━━━ Passage shown

# Big Brother is already here! D&S Show #115



## Sasquatch (Dec 12, 2014)

*BONUS SHOW!*

Google is watching everything you do and so is the government. Are they partners? Big Brother is already here and the only thing to do now is decide if you're going to be their property.

Denton and Sasquatch Show #115 ? Denton and Sasquatch

Yes, we realize we are talking about the evils of YouTube ON YouTube. Ironic?


----------



## 23897 (Apr 18, 2017)

More of this type of show please. Less Skype faff though please. 

Good show guys. Enjoyed it. 

Fangfarrier 


Sent from my iPhone using Tapatalk


----------



## Steve40th (Aug 17, 2016)

Google and Facebook saw Obama many times during his tenure. I read an article a long time ago ,where one of the 3 letter agencys cloned Googles search engine to monitor your stuff.
And Google admits to watching and reading your emails.
I am getting rid of droid phone after this one expires..


----------



## Denton (Sep 18, 2012)

fangfarrier said:


> More of this type of show please. Less Skype faff though please.
> 
> Good show guys. Enjoyed it.

━━━━━━
━━━ Provided material

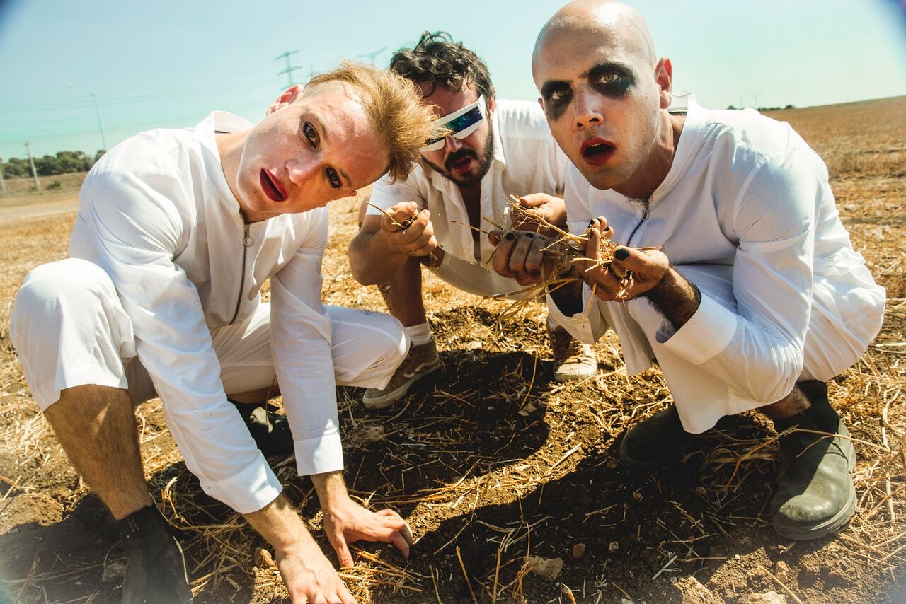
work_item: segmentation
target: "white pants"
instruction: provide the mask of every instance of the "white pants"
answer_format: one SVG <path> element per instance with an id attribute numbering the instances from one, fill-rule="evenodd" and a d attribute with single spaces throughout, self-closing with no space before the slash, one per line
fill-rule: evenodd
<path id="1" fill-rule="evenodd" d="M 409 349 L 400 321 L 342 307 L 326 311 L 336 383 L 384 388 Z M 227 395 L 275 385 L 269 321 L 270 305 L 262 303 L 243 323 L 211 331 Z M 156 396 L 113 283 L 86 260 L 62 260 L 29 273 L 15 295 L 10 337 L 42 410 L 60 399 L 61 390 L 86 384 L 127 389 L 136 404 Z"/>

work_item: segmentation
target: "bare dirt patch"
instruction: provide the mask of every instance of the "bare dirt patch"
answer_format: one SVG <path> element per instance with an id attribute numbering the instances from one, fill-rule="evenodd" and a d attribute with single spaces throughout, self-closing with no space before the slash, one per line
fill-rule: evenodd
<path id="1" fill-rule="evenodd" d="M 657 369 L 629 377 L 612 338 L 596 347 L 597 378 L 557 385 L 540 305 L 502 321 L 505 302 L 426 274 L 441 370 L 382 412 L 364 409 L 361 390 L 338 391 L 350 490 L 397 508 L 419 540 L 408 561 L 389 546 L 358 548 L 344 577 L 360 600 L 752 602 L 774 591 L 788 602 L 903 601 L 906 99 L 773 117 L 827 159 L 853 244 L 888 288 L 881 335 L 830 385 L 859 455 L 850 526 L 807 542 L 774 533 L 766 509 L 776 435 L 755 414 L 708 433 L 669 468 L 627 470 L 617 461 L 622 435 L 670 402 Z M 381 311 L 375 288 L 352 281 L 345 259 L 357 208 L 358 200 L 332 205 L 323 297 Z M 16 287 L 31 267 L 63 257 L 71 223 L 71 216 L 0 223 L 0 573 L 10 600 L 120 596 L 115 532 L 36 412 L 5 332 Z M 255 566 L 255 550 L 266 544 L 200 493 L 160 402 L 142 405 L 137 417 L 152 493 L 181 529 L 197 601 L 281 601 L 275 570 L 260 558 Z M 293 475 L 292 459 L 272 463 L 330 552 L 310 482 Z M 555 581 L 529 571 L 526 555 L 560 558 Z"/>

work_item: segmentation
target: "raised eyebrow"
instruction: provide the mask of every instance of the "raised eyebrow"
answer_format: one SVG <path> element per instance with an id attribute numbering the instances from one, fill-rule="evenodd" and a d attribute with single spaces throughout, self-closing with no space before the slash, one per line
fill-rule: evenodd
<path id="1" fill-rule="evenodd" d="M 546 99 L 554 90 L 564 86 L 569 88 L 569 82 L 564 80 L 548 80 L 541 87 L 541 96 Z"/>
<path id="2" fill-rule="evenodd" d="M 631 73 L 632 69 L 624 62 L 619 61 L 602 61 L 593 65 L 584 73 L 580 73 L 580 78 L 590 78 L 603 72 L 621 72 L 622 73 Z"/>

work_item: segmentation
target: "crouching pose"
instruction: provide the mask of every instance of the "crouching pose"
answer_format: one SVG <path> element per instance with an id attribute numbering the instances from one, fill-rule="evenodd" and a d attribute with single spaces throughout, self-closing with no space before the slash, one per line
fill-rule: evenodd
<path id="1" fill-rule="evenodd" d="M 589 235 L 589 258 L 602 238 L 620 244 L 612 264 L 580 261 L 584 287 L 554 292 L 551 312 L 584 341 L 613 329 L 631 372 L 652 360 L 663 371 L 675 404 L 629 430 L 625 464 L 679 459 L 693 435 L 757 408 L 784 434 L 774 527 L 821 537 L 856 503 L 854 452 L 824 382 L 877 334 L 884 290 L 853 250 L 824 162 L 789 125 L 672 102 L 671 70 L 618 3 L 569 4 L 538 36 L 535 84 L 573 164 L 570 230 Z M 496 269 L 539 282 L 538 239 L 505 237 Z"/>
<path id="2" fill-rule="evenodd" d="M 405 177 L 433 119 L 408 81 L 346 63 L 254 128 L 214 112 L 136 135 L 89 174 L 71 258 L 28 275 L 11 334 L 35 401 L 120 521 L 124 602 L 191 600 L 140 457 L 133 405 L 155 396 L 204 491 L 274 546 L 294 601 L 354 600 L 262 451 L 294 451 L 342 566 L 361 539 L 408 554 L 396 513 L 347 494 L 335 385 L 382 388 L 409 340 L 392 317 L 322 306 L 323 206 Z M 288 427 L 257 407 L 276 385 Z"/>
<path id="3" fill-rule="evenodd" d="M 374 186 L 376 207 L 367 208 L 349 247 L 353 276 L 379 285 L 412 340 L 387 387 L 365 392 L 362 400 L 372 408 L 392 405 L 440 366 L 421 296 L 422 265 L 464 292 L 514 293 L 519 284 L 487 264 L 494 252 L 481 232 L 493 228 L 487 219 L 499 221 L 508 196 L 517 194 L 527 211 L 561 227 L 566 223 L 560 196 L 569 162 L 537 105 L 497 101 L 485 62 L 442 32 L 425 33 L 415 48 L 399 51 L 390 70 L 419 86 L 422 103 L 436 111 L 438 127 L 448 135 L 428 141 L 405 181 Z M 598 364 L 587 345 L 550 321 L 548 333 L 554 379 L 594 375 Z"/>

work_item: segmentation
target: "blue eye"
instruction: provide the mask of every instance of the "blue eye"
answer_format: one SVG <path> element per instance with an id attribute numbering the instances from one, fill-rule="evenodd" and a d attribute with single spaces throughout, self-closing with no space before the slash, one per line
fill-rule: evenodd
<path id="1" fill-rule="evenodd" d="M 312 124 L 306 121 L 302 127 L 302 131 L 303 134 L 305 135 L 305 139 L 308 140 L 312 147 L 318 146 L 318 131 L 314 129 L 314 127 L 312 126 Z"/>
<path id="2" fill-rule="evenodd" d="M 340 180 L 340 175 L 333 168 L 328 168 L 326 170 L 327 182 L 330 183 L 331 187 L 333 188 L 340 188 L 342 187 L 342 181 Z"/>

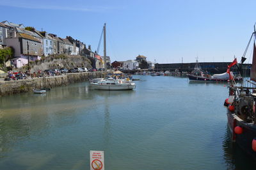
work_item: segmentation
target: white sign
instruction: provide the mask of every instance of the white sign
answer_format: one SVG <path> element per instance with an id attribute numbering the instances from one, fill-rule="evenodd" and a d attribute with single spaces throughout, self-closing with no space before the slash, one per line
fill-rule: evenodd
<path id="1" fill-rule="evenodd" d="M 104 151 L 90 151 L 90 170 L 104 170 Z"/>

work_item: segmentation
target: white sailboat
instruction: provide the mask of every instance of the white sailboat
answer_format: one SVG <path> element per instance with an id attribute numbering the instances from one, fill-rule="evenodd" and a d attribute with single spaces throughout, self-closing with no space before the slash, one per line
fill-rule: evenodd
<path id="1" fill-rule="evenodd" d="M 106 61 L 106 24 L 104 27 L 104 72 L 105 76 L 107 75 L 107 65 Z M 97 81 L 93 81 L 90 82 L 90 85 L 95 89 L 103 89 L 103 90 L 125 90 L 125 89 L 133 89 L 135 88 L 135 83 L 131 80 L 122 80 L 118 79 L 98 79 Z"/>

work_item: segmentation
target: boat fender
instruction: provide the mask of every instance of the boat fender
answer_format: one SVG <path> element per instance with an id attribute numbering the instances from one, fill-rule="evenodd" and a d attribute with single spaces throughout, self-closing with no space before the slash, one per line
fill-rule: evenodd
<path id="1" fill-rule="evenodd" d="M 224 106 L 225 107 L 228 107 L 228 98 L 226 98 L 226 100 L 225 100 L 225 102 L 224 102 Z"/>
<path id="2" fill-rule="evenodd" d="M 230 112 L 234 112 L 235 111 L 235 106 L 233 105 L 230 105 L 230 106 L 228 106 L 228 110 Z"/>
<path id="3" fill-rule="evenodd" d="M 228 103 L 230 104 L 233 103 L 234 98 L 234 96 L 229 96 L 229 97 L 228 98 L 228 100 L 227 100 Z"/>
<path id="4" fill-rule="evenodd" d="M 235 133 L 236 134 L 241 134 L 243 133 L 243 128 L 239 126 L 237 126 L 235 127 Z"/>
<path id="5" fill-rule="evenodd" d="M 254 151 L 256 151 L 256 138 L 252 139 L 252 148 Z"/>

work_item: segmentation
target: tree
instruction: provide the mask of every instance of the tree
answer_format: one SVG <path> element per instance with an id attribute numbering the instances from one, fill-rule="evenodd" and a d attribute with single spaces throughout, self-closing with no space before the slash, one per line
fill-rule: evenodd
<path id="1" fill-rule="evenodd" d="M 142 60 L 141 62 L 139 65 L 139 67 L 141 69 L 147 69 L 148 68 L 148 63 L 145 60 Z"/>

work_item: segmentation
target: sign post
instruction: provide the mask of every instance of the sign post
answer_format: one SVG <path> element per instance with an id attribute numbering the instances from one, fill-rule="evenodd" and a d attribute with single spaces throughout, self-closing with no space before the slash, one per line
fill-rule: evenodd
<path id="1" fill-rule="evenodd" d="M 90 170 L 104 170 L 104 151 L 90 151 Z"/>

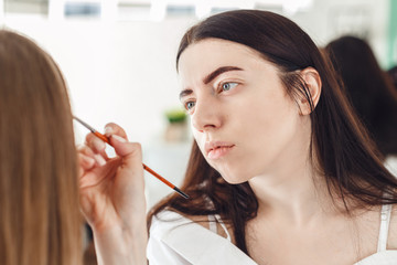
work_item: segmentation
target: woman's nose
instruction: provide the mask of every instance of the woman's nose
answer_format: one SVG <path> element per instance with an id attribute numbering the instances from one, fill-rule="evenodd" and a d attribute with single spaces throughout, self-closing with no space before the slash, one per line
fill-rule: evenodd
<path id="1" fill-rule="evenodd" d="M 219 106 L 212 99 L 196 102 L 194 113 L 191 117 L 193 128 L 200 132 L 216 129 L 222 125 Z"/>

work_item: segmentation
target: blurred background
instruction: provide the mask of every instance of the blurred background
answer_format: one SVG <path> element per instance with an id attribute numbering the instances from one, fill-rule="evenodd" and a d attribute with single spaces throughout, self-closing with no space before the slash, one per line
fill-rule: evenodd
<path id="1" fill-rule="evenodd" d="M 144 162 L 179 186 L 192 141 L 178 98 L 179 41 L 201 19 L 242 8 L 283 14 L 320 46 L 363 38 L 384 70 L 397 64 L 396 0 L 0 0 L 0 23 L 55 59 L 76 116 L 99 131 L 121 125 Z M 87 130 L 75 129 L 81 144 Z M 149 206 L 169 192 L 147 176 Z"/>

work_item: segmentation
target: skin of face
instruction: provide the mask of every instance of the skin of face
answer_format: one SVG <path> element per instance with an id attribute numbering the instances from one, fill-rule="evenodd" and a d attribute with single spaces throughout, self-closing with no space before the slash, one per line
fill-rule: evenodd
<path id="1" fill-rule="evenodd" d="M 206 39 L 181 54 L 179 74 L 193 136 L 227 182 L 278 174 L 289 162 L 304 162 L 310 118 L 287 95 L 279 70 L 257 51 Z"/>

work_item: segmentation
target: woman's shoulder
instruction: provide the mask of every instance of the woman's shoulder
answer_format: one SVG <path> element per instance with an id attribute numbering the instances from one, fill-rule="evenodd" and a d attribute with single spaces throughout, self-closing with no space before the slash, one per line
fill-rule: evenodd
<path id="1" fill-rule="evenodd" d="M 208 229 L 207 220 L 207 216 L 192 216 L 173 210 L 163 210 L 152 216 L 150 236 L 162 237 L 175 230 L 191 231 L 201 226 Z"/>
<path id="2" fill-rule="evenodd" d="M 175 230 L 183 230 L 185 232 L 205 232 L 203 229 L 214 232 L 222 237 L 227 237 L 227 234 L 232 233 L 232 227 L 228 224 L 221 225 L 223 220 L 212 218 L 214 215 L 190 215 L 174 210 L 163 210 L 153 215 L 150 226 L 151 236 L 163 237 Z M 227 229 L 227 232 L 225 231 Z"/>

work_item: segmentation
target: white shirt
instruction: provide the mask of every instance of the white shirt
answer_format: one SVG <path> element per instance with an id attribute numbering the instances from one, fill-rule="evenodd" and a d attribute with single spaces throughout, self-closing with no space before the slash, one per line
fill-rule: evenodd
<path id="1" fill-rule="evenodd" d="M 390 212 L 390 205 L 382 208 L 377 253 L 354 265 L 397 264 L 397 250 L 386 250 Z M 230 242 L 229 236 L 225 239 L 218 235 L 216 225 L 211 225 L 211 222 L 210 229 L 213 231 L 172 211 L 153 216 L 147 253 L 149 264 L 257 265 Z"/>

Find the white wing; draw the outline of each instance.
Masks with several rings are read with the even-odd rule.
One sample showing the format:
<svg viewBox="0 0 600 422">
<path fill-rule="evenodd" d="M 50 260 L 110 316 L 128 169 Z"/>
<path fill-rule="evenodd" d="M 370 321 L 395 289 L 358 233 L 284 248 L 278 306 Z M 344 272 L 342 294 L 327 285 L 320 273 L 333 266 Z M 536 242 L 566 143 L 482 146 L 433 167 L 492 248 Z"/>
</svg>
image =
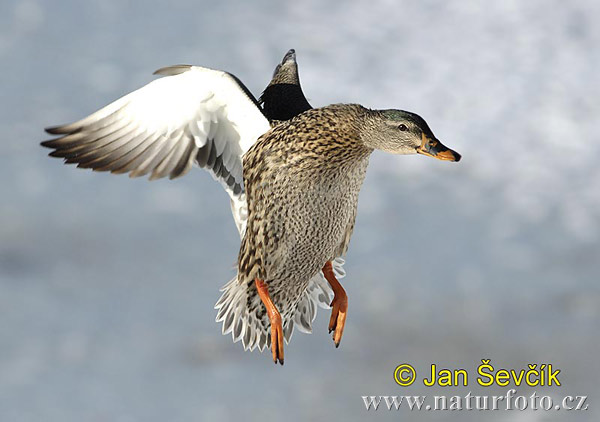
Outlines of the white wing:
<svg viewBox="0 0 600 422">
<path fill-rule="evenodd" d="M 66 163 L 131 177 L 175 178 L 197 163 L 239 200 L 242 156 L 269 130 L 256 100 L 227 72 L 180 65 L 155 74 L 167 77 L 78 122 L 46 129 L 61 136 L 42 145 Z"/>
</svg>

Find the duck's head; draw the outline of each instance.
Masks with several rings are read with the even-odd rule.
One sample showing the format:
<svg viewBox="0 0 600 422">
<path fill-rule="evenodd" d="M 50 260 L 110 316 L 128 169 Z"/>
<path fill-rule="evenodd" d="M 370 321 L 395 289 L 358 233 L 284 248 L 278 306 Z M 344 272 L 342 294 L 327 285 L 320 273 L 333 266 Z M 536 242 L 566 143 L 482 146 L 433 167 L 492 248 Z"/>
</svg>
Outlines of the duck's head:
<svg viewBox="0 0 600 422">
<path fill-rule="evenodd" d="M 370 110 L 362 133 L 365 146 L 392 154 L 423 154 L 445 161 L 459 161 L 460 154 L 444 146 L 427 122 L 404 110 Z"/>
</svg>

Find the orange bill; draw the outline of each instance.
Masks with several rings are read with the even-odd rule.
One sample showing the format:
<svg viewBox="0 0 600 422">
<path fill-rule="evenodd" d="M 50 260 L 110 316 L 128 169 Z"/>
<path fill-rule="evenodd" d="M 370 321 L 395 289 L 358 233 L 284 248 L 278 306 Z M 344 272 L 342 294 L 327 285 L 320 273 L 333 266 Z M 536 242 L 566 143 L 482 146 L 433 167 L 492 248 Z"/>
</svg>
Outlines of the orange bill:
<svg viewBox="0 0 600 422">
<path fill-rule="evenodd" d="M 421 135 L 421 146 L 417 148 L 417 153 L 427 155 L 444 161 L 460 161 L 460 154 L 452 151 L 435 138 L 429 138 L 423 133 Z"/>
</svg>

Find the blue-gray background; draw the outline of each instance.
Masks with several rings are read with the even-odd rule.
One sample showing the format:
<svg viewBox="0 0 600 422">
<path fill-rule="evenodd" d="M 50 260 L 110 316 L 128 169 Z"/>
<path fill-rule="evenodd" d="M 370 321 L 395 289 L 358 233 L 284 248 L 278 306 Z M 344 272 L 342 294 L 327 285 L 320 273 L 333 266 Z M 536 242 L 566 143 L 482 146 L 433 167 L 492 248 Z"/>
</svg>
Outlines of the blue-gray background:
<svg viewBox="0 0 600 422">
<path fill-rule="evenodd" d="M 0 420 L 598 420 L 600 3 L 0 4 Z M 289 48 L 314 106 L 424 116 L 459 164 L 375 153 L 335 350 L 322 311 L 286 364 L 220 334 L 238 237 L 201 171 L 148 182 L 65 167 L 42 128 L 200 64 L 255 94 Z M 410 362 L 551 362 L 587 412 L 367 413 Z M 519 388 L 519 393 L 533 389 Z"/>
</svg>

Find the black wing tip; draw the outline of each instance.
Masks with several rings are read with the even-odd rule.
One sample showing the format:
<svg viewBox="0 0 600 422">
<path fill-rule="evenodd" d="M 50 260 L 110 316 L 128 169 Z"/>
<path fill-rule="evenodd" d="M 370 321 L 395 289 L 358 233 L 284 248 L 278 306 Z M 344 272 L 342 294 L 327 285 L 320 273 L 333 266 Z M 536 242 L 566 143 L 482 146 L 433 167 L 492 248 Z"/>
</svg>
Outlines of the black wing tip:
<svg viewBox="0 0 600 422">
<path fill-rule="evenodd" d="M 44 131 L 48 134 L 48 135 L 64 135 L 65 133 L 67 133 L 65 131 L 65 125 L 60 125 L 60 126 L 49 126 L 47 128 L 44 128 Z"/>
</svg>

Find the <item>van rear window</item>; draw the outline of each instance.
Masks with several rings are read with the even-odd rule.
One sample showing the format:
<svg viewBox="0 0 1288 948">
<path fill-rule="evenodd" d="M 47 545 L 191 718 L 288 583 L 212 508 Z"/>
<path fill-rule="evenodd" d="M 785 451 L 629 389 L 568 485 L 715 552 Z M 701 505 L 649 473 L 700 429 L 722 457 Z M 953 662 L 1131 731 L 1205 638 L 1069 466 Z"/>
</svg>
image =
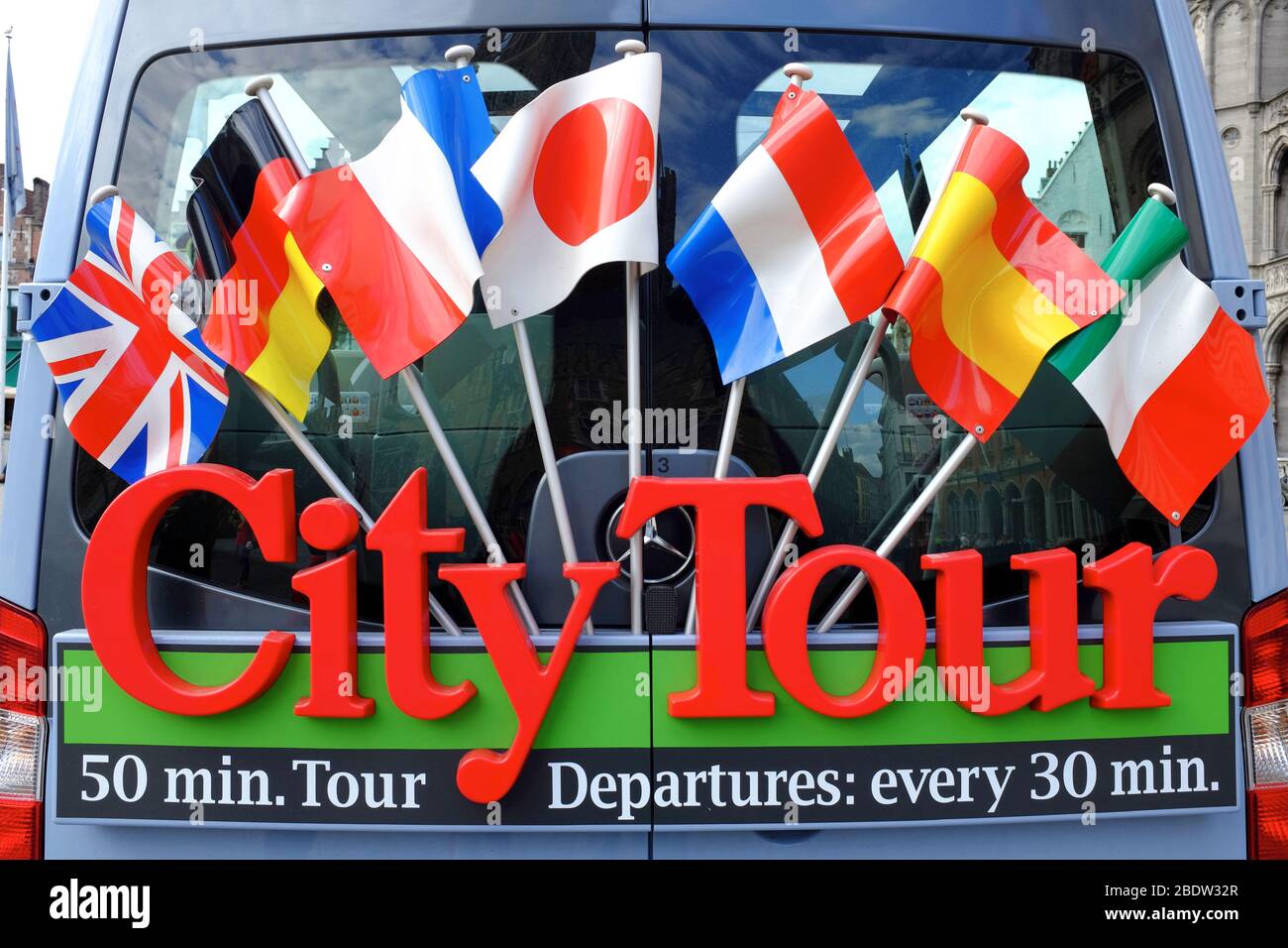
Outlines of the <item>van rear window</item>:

━━━━━━

» **The request**:
Please pick up the forum thread about the Denton and Sasquatch surveillance episode and continue it, starting right after the quoted comment in Denton's post.

» **Result**:
> 
> ...


I had to look up "faff." :vs_laugh:

What Skype faff would you like us to stop?


----------



## 23897 (Apr 18, 2017)

Denton said:


> I had to look up "faff." :vs_laugh:
> 
> What Skype faff would you like us to stop?


The dropping of calls and reringing not to mention the hello hello time. Funny as it was it was quite worrying about the timing in this show.

It's a shame you can't podcast straight from your brain. Now THAT I'd pay for!!

Fangfarrier

Sent from my iPhone using Tapatalk


----------



## Sasquatch (Dec 12, 2014)

Ohhhh, trust me brother you DON'T want to know what's going on in there.


fangfarrier said:


> The dropping of calls and reringing not to mention the hello hello time. Funny as it was it was quite worrying about the timing in this show.
> 
> It's a shame you can't podcast straight from your brain. Now THAT I'd pay for!!
> 
> ...


Sent from my SM-G950U using Tapatalk


----------



## MikeTango (Apr 13, 2018)

We always said “FB is a government agency and suckerberg is just a front man”. Is that even right, can you say suckerberg and man in the same sentence?

If y’all disappear we’ll know what happened...


----------



## Denton (Sep 18, 2012)

MikeTango said:


> We always said "FB is a government agency and suckerberg is just a front man". Is that even right, can you say suckerberg and man in the same sentence?
> 
> If y'all disappear we'll know what happened...


If they say we committed suicide, know we were suicided. Suspect Hillary.


----------



## Denton (Sep 18, 2012)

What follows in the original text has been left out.